■ **WORK ORDER A**
In the passage on tropical trees and drought, rewrite the paragraph that begins "Understanding how tropical rainforest trees" more briefly, keeping its main facts.
■ **WORK ORDER B**
From the passage on tropical trees and drought, list every change in the wood that drought-affected trees showed relative to controls.

Increased drought is forecasted for tropical regions, with severe implications for the health and function of forest ecosystems. How mature forest trees will respond to water deficit is poorly known. ...We investigated wood anatomy and leaf traits in lowland tropical forest trees after 24 months of experimental rainfall exclusion. Sampling sun‐exposed young canopy branches from target species, we found species‐specific systematic variation in hydraulic‐related wood anatomy and leaf traits in response to drought stress. Relative to controls, drought‐affected individuals of different tree species variously exhibited trait measures consistent with increasing hydraulic safety. These included narrower or less vessels, reduced vessel groupings, lower theoretical water conductivities, less water storage tissue and more abundant fiber in their wood, and more occluded vessels. Drought‐affected individuals also had thinner leaves, and more negative pre‐dawn or mid‐day leaf water potentials. Future studies examining both wood and leaf hydraulic traits should improve the representation of plant hydraulics within terrestrial ecosystem and biosphere models, and help fine‐tune predictions of how future climate changes will affect tropical forests globally.
Understanding how tropical rainforest trees will respond to climate change is important given worrisome projection drought events in tropical regions. We found that mature tropical trees can modify their water transport mechanisms when exposed to drought, at least in the short term. These results allow us to highlight complexities for understanding plant responses to climate change.

■ **RECORD SET**
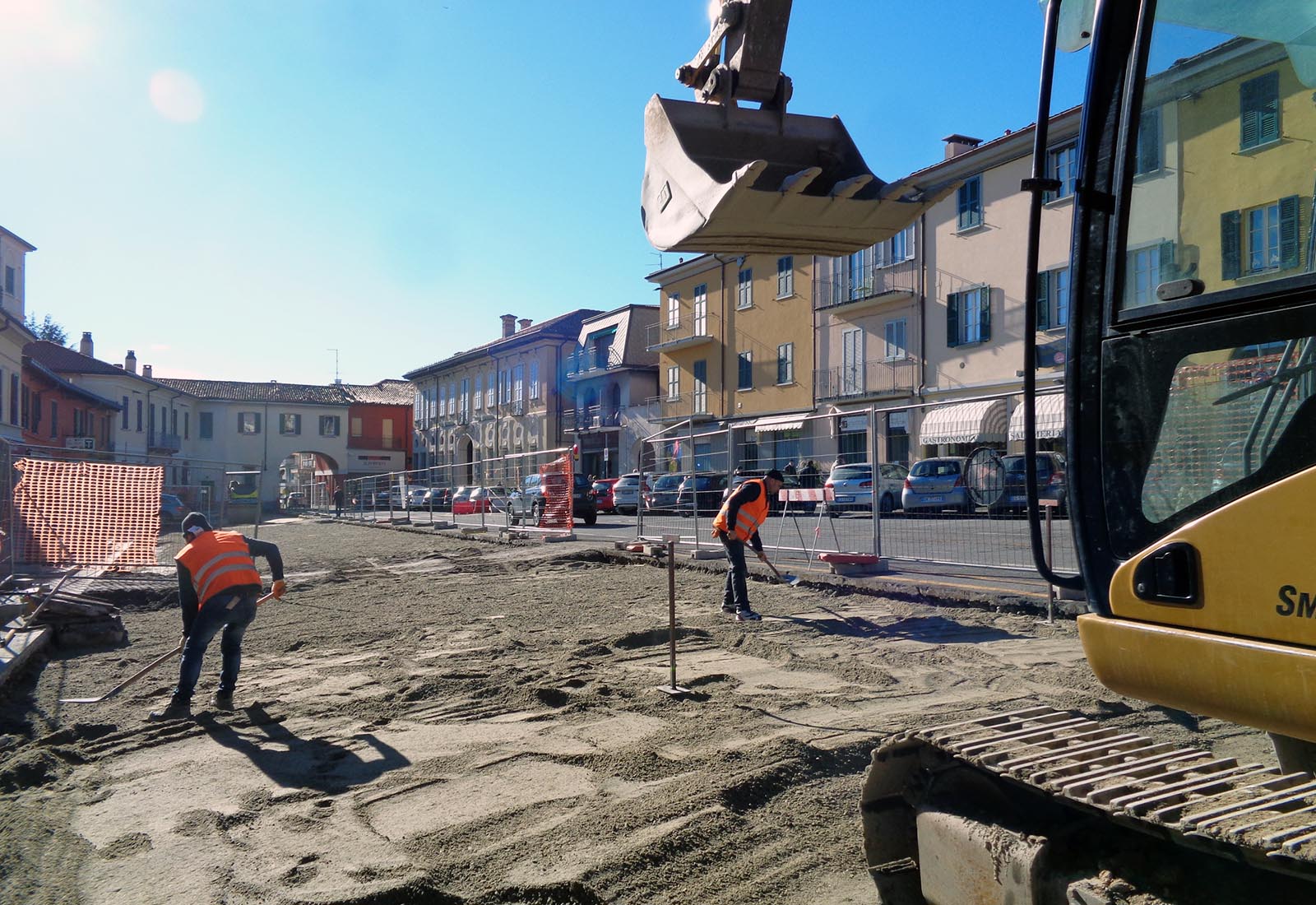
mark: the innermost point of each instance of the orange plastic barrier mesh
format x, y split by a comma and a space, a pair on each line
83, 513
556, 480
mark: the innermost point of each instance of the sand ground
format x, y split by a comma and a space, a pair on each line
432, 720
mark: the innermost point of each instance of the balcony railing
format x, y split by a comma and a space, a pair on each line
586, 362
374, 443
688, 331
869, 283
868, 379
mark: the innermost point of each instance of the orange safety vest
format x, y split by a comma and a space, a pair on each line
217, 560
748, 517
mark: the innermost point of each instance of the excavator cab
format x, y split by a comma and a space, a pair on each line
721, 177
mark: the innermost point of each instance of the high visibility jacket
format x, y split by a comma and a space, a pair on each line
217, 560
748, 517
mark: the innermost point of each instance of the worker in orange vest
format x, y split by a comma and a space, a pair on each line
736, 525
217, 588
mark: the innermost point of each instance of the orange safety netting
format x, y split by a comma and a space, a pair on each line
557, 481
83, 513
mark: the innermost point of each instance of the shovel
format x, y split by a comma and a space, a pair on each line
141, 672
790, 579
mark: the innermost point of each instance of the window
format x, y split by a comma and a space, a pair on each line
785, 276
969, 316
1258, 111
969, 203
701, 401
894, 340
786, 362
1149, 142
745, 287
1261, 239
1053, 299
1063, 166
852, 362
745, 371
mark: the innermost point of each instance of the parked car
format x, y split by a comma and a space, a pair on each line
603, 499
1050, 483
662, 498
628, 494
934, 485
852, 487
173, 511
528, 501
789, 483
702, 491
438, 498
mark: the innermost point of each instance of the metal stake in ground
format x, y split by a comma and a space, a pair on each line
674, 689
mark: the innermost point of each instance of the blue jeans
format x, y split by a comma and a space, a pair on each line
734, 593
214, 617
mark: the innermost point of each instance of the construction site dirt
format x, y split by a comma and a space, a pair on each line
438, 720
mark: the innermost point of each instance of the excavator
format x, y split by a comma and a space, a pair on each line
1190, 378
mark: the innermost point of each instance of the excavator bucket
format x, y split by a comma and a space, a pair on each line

==

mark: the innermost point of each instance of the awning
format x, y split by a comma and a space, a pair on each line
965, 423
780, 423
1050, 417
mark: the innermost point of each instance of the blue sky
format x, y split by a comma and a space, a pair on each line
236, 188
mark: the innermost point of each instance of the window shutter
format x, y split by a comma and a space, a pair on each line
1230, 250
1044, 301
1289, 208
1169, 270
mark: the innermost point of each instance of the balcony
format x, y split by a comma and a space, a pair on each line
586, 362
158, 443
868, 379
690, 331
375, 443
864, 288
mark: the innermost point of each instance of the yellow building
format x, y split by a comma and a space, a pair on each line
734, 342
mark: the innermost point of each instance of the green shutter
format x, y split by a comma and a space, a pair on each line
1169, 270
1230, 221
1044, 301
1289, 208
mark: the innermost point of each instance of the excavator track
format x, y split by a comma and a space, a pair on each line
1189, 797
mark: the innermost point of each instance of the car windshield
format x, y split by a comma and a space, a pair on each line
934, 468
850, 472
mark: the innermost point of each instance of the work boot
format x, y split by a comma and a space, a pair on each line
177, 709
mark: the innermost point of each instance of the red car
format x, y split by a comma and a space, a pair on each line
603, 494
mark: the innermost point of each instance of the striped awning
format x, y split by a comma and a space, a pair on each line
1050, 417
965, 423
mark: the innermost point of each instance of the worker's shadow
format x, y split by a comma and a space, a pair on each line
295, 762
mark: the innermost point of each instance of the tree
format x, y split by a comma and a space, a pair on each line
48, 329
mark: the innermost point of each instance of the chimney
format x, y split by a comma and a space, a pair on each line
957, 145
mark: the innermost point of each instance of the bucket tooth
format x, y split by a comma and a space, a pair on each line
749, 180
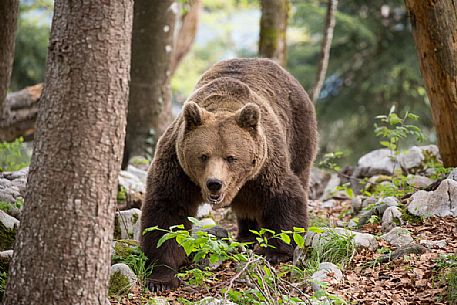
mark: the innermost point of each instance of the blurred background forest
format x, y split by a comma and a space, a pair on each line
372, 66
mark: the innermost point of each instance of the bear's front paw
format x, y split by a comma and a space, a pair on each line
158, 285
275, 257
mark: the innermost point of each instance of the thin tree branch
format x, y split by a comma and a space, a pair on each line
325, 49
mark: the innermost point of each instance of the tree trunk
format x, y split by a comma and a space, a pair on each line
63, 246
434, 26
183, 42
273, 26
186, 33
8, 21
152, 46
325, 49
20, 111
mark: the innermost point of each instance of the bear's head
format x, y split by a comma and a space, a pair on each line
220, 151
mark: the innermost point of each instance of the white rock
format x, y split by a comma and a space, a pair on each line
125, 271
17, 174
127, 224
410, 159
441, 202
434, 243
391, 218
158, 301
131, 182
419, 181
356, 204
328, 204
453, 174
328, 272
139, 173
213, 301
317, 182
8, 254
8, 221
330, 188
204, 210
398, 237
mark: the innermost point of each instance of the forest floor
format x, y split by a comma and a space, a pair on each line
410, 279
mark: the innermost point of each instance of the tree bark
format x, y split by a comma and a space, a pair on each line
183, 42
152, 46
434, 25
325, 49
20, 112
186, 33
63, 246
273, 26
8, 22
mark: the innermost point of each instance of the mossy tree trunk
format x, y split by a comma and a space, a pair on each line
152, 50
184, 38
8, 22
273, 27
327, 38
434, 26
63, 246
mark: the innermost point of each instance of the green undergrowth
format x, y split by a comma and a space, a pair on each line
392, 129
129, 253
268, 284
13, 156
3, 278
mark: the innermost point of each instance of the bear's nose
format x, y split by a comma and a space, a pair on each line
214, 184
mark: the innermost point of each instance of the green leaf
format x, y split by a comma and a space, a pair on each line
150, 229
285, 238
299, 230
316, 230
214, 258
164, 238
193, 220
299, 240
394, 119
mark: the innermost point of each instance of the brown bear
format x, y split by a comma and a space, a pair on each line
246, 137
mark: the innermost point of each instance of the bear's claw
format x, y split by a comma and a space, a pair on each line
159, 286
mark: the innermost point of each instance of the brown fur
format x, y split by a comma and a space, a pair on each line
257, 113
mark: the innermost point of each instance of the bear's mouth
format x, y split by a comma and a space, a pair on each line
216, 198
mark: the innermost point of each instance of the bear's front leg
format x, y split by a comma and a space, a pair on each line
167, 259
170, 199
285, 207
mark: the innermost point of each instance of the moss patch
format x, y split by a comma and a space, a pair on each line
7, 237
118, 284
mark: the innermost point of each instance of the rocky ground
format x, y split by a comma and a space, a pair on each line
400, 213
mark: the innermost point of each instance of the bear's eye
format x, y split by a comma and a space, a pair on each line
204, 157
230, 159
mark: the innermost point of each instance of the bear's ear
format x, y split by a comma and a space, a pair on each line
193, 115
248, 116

---

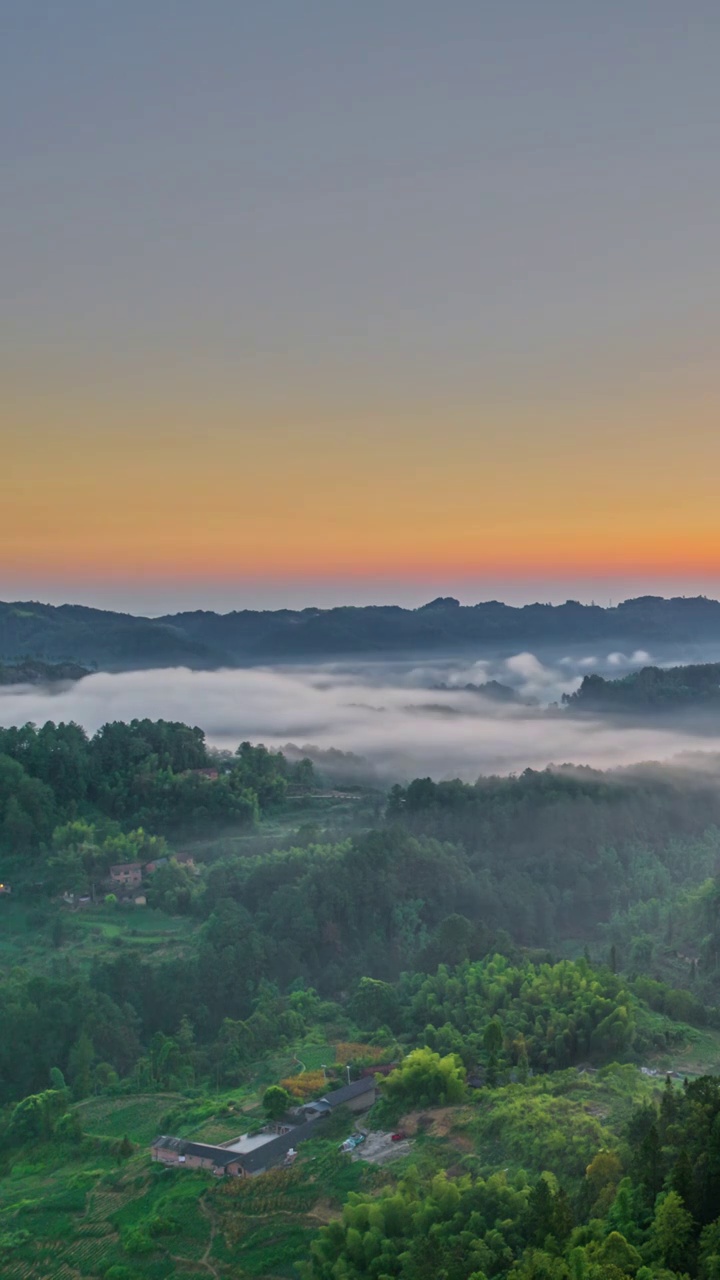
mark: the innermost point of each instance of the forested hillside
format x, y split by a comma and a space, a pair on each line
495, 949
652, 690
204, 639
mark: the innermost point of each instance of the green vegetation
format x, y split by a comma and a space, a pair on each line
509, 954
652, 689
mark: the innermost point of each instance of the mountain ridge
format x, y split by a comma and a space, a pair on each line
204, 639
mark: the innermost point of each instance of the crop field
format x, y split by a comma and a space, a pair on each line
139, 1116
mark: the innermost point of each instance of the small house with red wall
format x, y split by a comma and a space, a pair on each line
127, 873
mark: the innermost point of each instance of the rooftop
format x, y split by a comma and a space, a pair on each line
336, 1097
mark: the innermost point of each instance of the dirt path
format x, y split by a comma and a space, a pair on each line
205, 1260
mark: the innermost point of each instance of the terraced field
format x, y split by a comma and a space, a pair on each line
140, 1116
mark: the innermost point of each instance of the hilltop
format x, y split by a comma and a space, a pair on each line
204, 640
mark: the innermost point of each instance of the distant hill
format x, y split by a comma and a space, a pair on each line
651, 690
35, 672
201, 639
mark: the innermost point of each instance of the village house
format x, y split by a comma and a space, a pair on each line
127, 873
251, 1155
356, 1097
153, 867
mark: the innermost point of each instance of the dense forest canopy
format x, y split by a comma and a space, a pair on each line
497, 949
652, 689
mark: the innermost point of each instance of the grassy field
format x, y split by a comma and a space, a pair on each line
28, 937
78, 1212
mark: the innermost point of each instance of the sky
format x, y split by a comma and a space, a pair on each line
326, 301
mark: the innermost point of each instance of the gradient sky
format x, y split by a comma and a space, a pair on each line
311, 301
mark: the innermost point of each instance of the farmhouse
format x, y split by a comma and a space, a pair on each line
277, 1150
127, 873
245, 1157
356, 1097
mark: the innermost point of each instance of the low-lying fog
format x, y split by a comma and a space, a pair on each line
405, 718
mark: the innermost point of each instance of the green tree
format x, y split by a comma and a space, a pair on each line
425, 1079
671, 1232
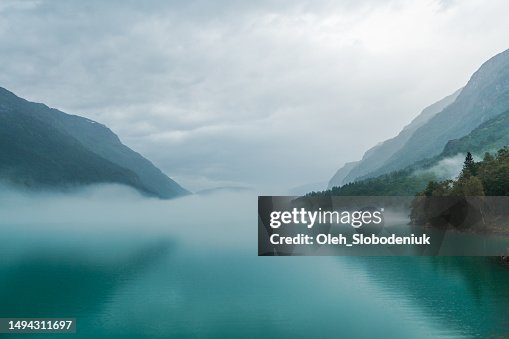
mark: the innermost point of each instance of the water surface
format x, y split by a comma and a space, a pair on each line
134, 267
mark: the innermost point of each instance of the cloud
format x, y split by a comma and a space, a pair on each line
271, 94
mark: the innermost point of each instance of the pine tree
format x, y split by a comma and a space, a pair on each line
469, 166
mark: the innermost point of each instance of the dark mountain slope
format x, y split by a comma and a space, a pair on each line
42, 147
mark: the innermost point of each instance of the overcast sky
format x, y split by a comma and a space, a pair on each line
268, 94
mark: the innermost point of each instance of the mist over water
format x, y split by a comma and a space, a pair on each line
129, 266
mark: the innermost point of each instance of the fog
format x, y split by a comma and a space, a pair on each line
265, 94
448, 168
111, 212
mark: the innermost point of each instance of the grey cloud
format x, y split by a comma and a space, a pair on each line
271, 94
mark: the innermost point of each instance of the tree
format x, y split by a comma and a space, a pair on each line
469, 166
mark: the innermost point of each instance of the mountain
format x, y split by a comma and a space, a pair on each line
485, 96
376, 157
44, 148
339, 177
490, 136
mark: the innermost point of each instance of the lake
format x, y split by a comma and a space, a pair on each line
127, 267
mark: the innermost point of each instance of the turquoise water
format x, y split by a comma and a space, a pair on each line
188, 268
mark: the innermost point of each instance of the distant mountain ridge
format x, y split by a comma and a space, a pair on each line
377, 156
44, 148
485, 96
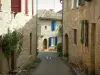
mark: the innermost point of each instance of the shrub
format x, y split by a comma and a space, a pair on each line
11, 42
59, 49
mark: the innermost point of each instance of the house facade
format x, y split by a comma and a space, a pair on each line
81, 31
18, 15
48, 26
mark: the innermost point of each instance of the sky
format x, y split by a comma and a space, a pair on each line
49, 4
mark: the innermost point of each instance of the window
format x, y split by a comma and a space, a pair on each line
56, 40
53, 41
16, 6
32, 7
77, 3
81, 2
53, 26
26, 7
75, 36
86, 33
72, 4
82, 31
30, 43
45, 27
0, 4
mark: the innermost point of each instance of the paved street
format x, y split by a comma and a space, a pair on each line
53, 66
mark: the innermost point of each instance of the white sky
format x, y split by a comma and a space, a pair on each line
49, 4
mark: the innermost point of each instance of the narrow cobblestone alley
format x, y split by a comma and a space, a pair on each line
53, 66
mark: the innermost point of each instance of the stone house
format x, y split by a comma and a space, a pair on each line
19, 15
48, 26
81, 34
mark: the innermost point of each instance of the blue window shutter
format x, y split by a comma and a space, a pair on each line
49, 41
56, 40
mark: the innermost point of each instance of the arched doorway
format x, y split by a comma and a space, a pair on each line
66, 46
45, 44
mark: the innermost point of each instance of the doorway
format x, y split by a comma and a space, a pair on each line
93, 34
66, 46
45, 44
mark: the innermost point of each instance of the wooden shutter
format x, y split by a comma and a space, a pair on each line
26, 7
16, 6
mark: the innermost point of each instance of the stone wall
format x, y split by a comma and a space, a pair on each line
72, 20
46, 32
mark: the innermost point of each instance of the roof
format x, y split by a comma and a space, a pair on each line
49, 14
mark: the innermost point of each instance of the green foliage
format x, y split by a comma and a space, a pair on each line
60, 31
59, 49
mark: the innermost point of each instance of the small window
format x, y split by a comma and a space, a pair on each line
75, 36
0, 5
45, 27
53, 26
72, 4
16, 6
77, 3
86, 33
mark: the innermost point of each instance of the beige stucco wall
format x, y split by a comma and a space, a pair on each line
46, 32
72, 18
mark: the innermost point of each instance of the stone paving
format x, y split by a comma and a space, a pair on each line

■ **TASK OUTPUT A**
Because drought is projected for tropical regions, it matters how rainforest trees will respond to climate change. The study found that mature tropical trees can modify their water transport under drought, at least in the short term. This highlights complexities in understanding plant responses to climate change.

■ **TASK OUTPUT B**
- Narrower or less vessels
- Reduced vessel groupings
- Lower theoretical water conductivities
- Less water storage tissue
- More abundant fiber
- More occluded vessels